* **Instruções das tarefas**:
A: No texto sobre o inconsciente, que nome recebe o processo pelo qual conteúdos conscientes se tornam inconscientes em razão de uma perda de energia?
B: Reescreva o trecho do texto sobre o inconsciente que começa nas palavras "A questão de" e termina após "(1956 , SALVADOR  DALÍ)", substituindo "hipnose" por "meditação".

* **Texto fornecido**:

╭──

A questão de se apurar em que estado se encontra um conteúdo inconsciente escapa de toda possibilidade de conhecimento direto. Também é impossível se determinar a dimensão desse mundo inconsciente. Só através das constatações existenciais pode ele ser percebido, embora nunca muito claramente. O que se sabe é que conteúdos conscientes podem se tornar inconscientes em razão de uma perda de energia. É o que chamamos de esquecimento. Esses conteúdos, também nos diz a experiência, podem emergir do seu afundamento sob determinadas condições, através de sonhos, hipnose, práticas de livre associação etc.


SONHO  (1956 , SALVADOR  DALÍ)
É possível também que os conteúdos conscientes possam ficar submersos sem grandes perdas de sua energia em virtude de esquecimentos intencionais, como é o caso da repressão de conteúdos penosos (recalques). Em casos de dissociação da personalidade, pela dissolução da unidade da consciência, em virtude de um violento choque nervoso ou de uma profunda e intensa afeição podemos ter também casos de submersão ou de repressão como mencionamos.

╰──

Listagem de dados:

╭──

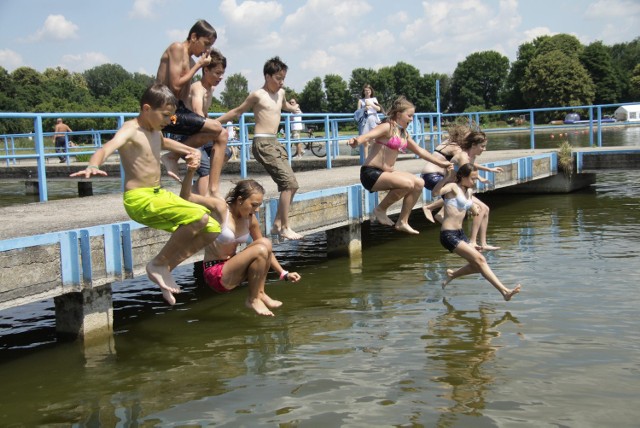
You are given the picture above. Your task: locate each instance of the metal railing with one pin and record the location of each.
(334, 129)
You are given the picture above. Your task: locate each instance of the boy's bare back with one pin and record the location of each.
(175, 60)
(139, 151)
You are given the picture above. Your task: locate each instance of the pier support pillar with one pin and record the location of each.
(84, 315)
(346, 240)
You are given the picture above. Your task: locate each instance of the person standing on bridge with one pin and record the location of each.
(223, 267)
(139, 143)
(377, 173)
(457, 198)
(176, 70)
(60, 129)
(267, 104)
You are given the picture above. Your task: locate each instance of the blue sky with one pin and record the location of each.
(314, 37)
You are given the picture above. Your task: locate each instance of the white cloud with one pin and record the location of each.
(612, 9)
(145, 8)
(55, 27)
(84, 61)
(10, 60)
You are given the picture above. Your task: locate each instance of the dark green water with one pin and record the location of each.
(374, 342)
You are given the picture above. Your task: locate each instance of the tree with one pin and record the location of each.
(566, 43)
(634, 83)
(513, 98)
(236, 90)
(597, 60)
(103, 79)
(479, 80)
(555, 79)
(337, 94)
(312, 99)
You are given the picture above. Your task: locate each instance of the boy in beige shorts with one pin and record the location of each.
(139, 142)
(267, 104)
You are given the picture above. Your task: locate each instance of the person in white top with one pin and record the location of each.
(373, 107)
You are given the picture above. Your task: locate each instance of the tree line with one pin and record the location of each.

╰──

* **Respostas do exercício**:
A: Esse processo recebe o nome de esquecimento.

B:
A questão de se apurar em que estado se encontra um conteúdo inconsciente escapa de toda possibilidade de conhecimento direto. Também é impossível se determinar a dimensão desse mundo inconsciente. Só através das constatações existenciais pode ele ser percebido, embora nunca muito claramente. O que se sabe é que conteúdos conscientes podem se tornar inconscientes em razão de uma perda de energia. É o que chamamos de esquecimento. Esses conteúdos, também nos diz a experiência, podem emergir do seu afundamento sob determinadas condições, através de sonhos, meditação, práticas de livre associação etc.


SONHO  (1956 , SALVADOR  DALÍ)